Task item: Transcribe each record below character for character.
▶
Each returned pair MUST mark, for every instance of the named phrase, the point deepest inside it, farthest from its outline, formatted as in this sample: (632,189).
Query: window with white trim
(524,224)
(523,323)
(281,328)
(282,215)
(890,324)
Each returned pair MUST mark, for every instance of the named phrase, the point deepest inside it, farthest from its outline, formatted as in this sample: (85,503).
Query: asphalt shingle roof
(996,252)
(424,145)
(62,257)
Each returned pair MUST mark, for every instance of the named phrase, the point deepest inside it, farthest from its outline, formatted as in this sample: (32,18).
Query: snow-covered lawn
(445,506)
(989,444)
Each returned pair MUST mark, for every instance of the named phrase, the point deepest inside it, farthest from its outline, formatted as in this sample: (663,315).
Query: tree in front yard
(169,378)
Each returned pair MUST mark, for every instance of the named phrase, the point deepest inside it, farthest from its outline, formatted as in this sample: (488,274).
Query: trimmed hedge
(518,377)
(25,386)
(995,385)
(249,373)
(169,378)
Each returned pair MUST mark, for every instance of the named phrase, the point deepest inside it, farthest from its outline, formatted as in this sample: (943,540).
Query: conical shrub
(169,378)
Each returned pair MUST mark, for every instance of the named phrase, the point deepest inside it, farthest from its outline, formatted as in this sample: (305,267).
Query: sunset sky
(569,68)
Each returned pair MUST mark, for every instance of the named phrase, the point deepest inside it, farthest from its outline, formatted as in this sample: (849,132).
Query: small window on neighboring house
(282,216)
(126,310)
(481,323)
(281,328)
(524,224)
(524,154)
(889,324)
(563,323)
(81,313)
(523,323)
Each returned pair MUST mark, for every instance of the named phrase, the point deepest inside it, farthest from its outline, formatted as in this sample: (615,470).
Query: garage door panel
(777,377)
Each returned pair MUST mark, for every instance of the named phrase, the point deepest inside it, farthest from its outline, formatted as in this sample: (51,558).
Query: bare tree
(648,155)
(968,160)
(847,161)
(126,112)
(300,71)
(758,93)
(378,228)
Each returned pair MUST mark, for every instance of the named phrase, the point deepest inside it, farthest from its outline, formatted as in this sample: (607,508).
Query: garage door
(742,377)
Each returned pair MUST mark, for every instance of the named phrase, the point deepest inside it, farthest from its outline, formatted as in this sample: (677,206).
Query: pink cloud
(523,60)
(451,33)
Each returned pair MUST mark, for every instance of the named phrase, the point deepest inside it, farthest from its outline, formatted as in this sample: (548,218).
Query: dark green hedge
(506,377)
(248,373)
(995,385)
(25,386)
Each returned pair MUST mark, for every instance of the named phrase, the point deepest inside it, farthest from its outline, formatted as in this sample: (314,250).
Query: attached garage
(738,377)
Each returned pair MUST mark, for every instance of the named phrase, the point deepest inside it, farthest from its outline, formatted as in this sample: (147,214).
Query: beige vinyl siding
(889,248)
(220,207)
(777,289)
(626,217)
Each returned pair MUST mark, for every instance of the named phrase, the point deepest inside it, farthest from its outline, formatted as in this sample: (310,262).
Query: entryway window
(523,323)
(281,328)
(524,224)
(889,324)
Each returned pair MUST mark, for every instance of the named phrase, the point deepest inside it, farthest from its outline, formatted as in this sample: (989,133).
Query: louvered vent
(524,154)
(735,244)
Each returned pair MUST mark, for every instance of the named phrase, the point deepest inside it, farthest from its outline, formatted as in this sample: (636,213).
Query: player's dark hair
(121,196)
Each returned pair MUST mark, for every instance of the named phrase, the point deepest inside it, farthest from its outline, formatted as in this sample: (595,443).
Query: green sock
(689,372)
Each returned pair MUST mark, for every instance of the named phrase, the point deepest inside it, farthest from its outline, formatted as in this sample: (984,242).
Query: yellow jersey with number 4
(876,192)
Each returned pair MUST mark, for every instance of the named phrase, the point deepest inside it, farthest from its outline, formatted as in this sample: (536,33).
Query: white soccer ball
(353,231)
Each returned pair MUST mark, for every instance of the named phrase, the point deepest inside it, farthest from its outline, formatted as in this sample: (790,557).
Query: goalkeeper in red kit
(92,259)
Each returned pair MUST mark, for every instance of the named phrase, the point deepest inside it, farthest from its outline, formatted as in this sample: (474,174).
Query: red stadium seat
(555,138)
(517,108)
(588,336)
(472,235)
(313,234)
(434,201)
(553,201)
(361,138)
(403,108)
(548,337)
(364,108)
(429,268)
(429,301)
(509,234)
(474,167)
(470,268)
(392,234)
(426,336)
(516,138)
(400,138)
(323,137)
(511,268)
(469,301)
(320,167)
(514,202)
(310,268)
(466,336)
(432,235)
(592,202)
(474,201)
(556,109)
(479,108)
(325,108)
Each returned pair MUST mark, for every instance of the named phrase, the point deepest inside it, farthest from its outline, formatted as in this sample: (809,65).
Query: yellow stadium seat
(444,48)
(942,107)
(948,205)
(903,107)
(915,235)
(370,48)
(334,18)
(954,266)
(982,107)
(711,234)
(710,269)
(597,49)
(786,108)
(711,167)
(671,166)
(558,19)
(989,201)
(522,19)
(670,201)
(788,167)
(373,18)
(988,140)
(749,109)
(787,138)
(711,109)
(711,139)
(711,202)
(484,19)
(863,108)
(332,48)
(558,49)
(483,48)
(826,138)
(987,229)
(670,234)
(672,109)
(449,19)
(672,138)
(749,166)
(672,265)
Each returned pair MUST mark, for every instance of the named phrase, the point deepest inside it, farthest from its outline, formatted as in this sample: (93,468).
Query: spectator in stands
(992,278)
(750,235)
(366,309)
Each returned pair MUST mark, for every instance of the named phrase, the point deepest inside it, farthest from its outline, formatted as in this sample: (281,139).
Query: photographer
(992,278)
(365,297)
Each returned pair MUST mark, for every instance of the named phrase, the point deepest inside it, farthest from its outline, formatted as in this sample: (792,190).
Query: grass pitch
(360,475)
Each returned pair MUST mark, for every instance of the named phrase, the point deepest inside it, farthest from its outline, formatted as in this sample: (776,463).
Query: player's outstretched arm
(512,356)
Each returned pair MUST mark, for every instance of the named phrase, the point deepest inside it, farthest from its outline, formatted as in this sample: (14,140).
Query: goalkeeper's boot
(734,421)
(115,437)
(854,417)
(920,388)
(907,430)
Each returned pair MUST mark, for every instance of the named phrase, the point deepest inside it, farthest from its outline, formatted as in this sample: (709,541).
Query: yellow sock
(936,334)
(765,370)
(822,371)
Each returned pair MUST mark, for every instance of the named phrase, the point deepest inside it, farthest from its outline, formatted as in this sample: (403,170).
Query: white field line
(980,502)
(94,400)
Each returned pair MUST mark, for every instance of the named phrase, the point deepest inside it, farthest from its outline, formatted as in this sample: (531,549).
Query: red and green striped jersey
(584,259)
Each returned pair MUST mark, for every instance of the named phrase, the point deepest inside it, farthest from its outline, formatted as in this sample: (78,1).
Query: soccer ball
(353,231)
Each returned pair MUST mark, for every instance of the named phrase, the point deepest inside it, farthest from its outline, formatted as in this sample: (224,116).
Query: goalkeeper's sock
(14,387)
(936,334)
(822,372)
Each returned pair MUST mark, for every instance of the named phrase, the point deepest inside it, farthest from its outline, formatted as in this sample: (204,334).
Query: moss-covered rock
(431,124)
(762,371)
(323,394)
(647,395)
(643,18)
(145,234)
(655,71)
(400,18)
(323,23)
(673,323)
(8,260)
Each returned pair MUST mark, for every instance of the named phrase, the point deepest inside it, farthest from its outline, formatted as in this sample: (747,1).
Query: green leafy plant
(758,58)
◀
Solution:
Each returned pair MUST mark, for every instance of the named phrase, the point deepest inside it, farthest from its outline, formatted as in this sample: (632,189).
Query: window with white trim
(524,224)
(523,323)
(281,328)
(282,215)
(890,324)
Each returned pair MUST mark, for every instance of the named phrase, the point deepest inside it, farthest from its outline, formatted as in this sample: (85,503).
Query: asphalt shingle roof
(996,252)
(424,145)
(62,257)
Each returned pair MUST mark, for every instance of the named phrase, the point deepest inside it, farthest from its outline, formatted as in this sample: (32,18).
Query: snow-covered lawn
(445,506)
(989,444)
Each returned pair MUST mark, for every instance of the named phrase, the point deepest inside it, farthest from its outline, formatted as in this sample: (663,315).
Query: tree in front yard
(169,378)
Each returned pair MUST mark, for every instance of the named phrase, the point deepest inside it, farthest from its outline, formatted as in this sample: (488,274).
Query: trimmed hedge
(518,377)
(25,386)
(995,385)
(249,373)
(169,378)
Each returned pair MUST mark, for every instance of the named phrase, the point deepest inside it, farthest from its outline, formatted as in this sample: (943,540).
Query: conical shrub
(169,378)
Each returned pair MUST mark, for every instance of the named phrase, the point deepest inside it, farthest from its outline, formatted as in this sample: (305,267).
Query: sunset sky
(569,68)
Each returned pair MUST mark, for every instance of the named phrase, the point deepest inside it, farthest from its outline, formatted as in this sample: (849,132).
Query: small window on neighboring house
(282,216)
(126,310)
(481,323)
(281,328)
(524,224)
(524,154)
(889,324)
(563,323)
(81,313)
(523,323)
Each returned pair MUST mark, for every instance of the named phrase, the point deepest inside it, farthest from its outline, formatted as in this sample: (615,470).
Query: garage door panel
(777,377)
Each returned pair MUST mark, for every instance of the named phrase, the point deepest inside it, farthest from its outline, formatted as in this sample: (51,558).
Query: bare tree
(648,155)
(968,160)
(847,161)
(126,112)
(300,71)
(758,93)
(378,228)
Each returned pair MUST mark, for every instance of the named phrase, the point deepest inside it, farthest from its outline, formatted as in this sample: (607,508).
Query: garage door
(742,377)
Each returned pair MUST mark, for every instance of the named phrase, the point deepest inside it, farthest from its outline, formatted as in this sample: (677,206).
Query: pink cloud
(523,60)
(451,33)
Each returned pair MUST mark, for every instance of the named phrase, the point deepest inside it, farthest from its outline, formatted as in this sample: (548,218).
Query: dark green hedge
(506,377)
(248,373)
(995,385)
(25,386)
Each returned pair MUST mark, for every instance of the named phrase, the point deepest inside it, farthest from its outline, formatted as in this sample: (314,250).
Query: attached garage
(738,377)
Each returned pair MUST mark, for every instance of the named phrase, the point deepest inside it, farthest from its outline, formatted as in this sample: (147,214).
Query: beige vinyl siding
(889,248)
(220,207)
(777,289)
(626,217)
Each returned pair MUST mark, for every instance of the named phrase, the point deepest inside it, farthest from its outline, formatted as in this sample: (310,262).
Query: entryway window
(523,323)
(281,328)
(524,224)
(889,324)
Each returned pair MUST mark, for every instance of the named phrase, the point deepest inside it, farthest from its outline, formatted as in this sample: (989,133).
Query: louvered vent
(524,154)
(735,244)
Each returned pair MUST mark, for every instance of the named phrase, the point deepest inside it, farthest from its outline, formatted as in this sample: (636,213).
Query: player's dark hair
(121,196)
Each returned pair MUST mark, for every instance of the named phrase, the point deepest inside it, farthest from its outline, formatted as in this sample: (595,443).
Query: green sock
(689,372)
Each returned pair MUST mark, for every instance of the named phrase, the point deepest inside it, farthest from its outline, formatted as in this sample: (984,242).
Query: yellow jersey with number 4
(876,192)
Each returned pair MUST mark, for every instance of the named phrase, the point deepest inside it, farthest from its outline, formatted as in this sample: (536,33).
Query: white soccer ball
(353,231)
Each returned pair MUST mark, for every instance of the named phrase, the point deepest inside it, farthest from its outline, formatted as in this sample: (790,557).
Query: goalkeeper in red kit
(92,259)
Each returned pair MUST mark, for every instance of the named phrase, the point deepest inside it, farthest from its outline, formatted as in this sample: (474,174).
Query: red stadium seat
(555,138)
(517,108)
(588,336)
(472,235)
(313,234)
(434,201)
(553,201)
(361,138)
(403,108)
(548,337)
(364,108)
(429,268)
(429,301)
(509,234)
(474,167)
(470,268)
(392,234)
(426,336)
(516,138)
(400,138)
(323,137)
(511,268)
(469,301)
(320,167)
(514,202)
(310,268)
(466,336)
(432,235)
(592,202)
(474,201)
(556,109)
(479,108)
(325,108)
Each returned pair MUST mark, for every instance of the named phrase, the point deepest inside it, farthest from its outline, formatted as in this sample: (809,65).
Query: yellow stadium seat
(444,48)
(942,107)
(948,205)
(903,107)
(915,235)
(370,48)
(334,18)
(954,266)
(982,107)
(711,234)
(710,269)
(597,49)
(786,108)
(711,167)
(671,166)
(558,19)
(989,201)
(522,19)
(670,201)
(788,167)
(373,18)
(988,140)
(749,109)
(787,138)
(711,109)
(711,139)
(711,202)
(484,19)
(863,108)
(332,48)
(558,49)
(483,48)
(826,138)
(987,229)
(670,234)
(672,109)
(449,19)
(672,138)
(749,166)
(672,265)
Each returned pair MUST mark, for every instance of the named phrase, the point deepest inside it, farthest from its outline, formatted as in this sample: (93,468).
Query: spectator in stands
(992,278)
(750,235)
(366,309)
Each returned pair MUST mark, for every instance of the named phrase, the point deepest inside it, farthest from its outline, formatted as in this sample: (281,139).
Query: photographer
(992,278)
(365,297)
Each returned pair MUST mark, for every instance of the named phrase, the point deepest inside it, farthest from its outline, formatted as in this sample: (792,190).
Query: grass pitch
(360,475)
Each returned pair MUST mark, for every instance of the named phrase, the point deepest inside it, farthest from its outline, formatted as in this sample: (776,463).
Query: player's outstretched arm
(512,356)
Each returned pair MUST mark, for every instance of the named phrase, the point deepest inside it, farthest from its outline, formatted as in this sample: (14,140).
Query: goalkeeper's boot
(734,421)
(115,437)
(854,417)
(920,388)
(907,430)
Each returned pair MUST mark, for every instance of the named phrase, the point deepest inside it, farthest from its outline, formatted as in this sample: (709,541).
Query: yellow sock
(936,334)
(765,370)
(822,371)
Each returned pair MUST mark, for every instance of the named phrase, the point deepest inside it, farthest from its outline, formatted as in this sample: (403,170).
Query: white field line
(980,502)
(94,400)
Each returned pair MUST mark, for every instance of the named phrase, the point deepest inside it, farthest from its outline, formatted as in this sample: (531,549).
Query: red and green striped jersey
(584,259)
Each returned pair MUST mark, for every instance of the named phrase, the point deepest inside it, farthest from its outline, formatted as in this sample: (78,1).
Query: soccer ball
(353,231)
Each returned pair MUST mark, for every instance of the named phrase, the point deepest inside it, farthest from its outline, formatted as in this sample: (224,116).
Query: goalkeeper's sock
(14,387)
(936,334)
(822,372)
Each returned pair MUST mark, for every instance of the named phrase, the point deepest inside it, farthest from its outline, formatted as in this sample: (204,334).
Query: moss-covered rock
(431,124)
(762,371)
(323,394)
(647,395)
(643,18)
(145,234)
(655,71)
(400,18)
(323,23)
(673,323)
(8,260)
Each returned pair MUST mark, for every instance of the named phrase, the point deepest inside it, farthest from its outline, formatted as in this sample: (747,1).
Query: green leafy plant
(758,58)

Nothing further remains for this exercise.